"""

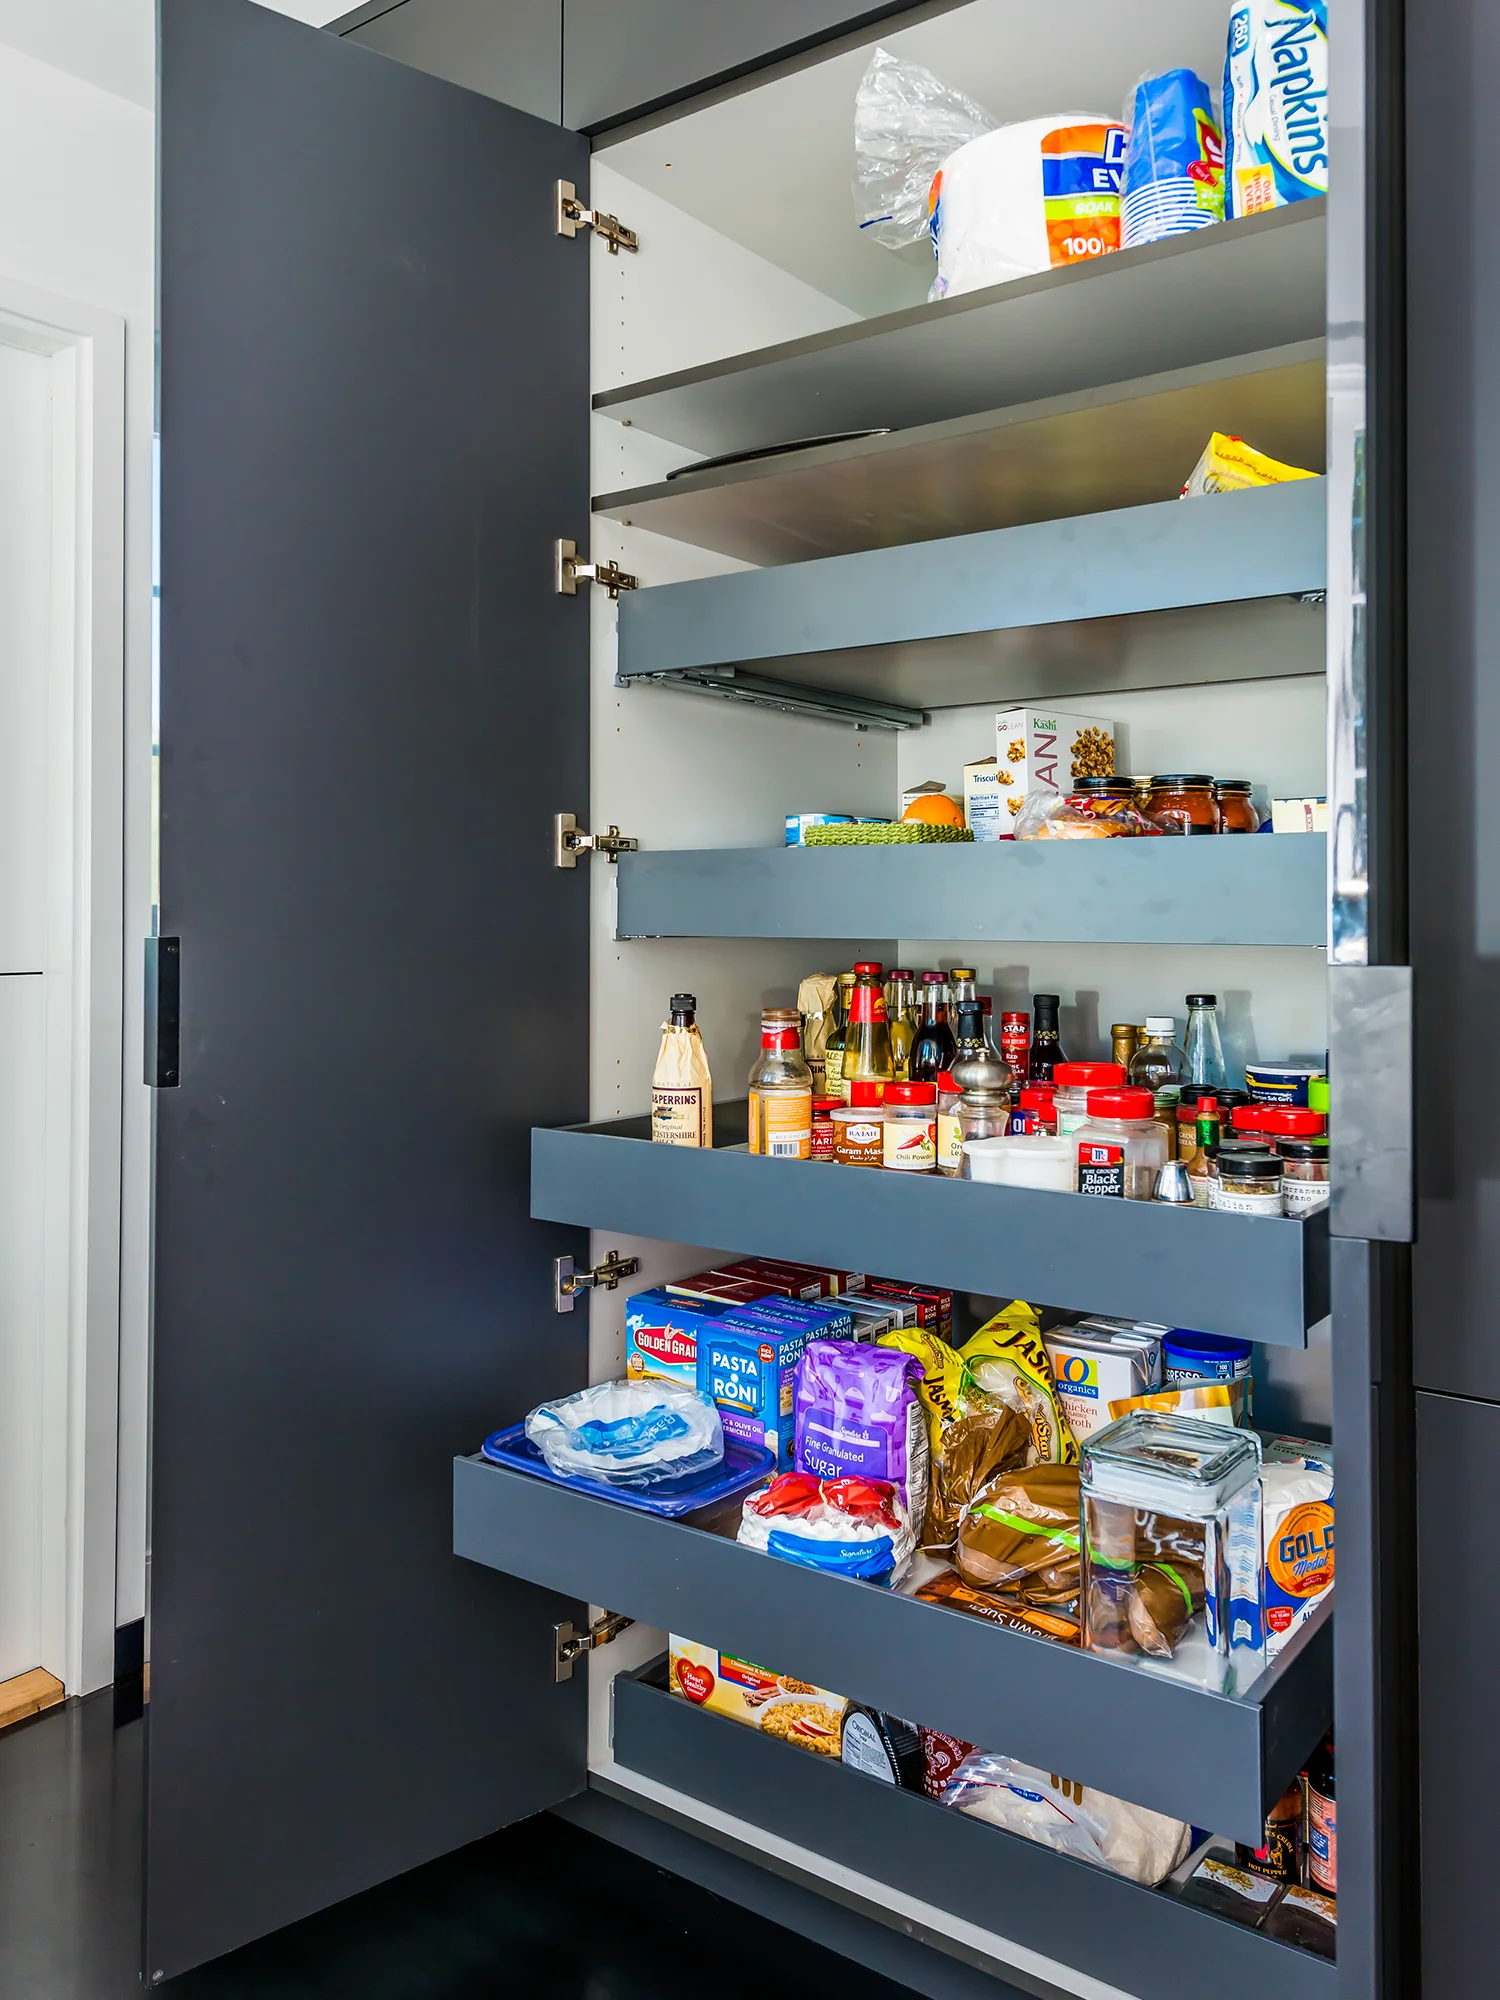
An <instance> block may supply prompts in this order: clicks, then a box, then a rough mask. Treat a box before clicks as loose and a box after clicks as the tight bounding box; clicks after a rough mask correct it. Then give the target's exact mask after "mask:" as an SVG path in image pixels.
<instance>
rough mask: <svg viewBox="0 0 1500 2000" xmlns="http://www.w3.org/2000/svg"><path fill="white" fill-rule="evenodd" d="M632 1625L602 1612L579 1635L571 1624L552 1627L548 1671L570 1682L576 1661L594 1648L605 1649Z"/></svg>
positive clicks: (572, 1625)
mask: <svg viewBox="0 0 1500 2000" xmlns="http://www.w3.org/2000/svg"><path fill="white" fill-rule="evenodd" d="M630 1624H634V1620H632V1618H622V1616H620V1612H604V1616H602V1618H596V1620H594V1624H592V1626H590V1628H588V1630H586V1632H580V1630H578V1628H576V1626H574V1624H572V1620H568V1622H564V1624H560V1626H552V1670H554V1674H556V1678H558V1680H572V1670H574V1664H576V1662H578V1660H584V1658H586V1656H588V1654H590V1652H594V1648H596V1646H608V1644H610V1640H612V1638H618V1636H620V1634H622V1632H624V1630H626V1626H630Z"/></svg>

"""
"""

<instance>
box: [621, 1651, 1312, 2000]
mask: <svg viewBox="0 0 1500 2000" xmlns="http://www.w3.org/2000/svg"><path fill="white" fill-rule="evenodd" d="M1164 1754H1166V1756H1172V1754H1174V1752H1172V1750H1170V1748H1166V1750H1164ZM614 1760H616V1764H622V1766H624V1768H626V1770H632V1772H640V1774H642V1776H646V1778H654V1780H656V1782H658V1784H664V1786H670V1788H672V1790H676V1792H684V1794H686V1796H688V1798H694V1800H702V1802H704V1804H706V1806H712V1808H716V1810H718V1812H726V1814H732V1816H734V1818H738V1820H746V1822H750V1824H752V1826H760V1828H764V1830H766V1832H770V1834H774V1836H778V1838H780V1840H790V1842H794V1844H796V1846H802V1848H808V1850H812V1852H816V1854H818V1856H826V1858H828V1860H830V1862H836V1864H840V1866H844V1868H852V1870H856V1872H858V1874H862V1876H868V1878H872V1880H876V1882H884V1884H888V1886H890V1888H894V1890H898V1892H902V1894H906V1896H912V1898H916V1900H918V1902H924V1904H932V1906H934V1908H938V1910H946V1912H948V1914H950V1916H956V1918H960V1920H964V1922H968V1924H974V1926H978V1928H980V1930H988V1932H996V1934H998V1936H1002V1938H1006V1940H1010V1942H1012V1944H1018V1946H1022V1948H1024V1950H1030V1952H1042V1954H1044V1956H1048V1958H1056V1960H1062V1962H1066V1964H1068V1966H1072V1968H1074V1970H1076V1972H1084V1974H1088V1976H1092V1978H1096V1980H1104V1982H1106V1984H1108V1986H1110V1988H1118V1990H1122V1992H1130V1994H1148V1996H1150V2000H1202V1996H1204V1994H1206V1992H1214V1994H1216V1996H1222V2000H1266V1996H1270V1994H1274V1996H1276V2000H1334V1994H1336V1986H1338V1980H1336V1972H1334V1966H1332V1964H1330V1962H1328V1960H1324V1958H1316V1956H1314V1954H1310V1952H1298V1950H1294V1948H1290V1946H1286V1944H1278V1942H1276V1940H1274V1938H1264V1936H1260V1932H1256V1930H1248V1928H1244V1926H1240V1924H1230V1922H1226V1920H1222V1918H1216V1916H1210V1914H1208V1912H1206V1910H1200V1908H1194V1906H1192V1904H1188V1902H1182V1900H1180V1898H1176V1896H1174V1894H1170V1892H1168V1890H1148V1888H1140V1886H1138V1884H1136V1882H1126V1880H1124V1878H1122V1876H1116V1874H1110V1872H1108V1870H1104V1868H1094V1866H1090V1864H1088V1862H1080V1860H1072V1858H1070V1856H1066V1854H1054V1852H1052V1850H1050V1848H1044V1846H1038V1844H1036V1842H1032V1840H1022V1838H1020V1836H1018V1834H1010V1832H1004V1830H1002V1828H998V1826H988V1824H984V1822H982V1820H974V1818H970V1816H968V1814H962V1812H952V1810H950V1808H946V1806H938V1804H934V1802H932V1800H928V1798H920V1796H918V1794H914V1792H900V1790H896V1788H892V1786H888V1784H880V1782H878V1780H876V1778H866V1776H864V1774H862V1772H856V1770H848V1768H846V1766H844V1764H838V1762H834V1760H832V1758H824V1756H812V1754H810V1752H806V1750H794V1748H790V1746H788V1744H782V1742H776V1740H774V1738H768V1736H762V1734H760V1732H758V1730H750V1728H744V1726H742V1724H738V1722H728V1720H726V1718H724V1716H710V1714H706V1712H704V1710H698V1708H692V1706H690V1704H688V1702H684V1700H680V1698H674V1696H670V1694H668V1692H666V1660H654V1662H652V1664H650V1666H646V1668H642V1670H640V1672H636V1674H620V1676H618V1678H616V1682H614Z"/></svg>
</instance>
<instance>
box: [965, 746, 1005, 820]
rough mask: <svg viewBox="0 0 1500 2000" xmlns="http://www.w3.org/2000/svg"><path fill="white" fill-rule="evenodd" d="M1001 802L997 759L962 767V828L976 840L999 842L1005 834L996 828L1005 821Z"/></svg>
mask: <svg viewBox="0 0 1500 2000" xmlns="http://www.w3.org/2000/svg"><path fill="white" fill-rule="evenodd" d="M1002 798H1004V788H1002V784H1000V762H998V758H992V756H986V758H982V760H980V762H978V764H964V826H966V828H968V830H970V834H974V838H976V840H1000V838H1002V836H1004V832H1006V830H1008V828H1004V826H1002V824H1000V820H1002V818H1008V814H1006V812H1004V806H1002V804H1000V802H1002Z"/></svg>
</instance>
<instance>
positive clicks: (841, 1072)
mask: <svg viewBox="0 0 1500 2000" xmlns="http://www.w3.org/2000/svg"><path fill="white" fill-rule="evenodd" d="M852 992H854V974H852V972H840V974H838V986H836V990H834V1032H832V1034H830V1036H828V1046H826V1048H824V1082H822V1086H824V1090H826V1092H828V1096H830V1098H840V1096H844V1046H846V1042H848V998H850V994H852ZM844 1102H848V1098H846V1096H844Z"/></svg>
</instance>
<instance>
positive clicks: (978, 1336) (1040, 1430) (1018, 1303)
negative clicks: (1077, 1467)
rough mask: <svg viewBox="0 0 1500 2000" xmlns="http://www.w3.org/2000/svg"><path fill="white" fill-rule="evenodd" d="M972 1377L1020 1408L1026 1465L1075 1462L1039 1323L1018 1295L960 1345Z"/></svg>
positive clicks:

"""
"""

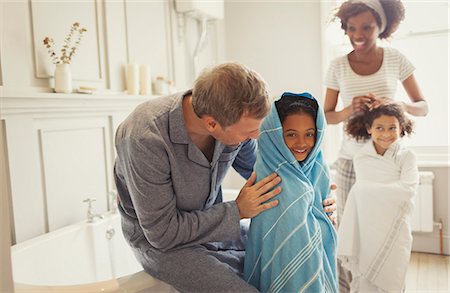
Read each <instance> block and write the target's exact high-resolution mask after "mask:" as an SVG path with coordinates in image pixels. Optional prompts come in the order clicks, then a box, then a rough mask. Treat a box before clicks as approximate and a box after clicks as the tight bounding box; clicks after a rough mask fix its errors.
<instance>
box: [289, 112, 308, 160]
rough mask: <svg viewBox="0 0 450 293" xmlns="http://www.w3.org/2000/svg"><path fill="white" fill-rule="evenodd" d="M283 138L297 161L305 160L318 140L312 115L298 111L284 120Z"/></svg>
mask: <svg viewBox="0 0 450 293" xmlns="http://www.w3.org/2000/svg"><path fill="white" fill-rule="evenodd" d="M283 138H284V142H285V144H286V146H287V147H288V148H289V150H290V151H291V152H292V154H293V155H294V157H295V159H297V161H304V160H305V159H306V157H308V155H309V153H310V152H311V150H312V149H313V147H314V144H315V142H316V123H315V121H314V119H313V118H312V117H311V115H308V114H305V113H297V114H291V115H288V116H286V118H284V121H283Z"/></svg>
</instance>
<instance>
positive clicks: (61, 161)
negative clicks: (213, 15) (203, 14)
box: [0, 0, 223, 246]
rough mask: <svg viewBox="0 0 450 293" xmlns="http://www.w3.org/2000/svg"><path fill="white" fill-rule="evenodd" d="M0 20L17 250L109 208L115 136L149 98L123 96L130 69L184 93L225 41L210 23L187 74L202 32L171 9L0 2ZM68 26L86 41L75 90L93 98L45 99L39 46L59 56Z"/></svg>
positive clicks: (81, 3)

"""

● **Work item**
The reply should hold only how many lines in the material include the word "target".

● **Response to the task**
2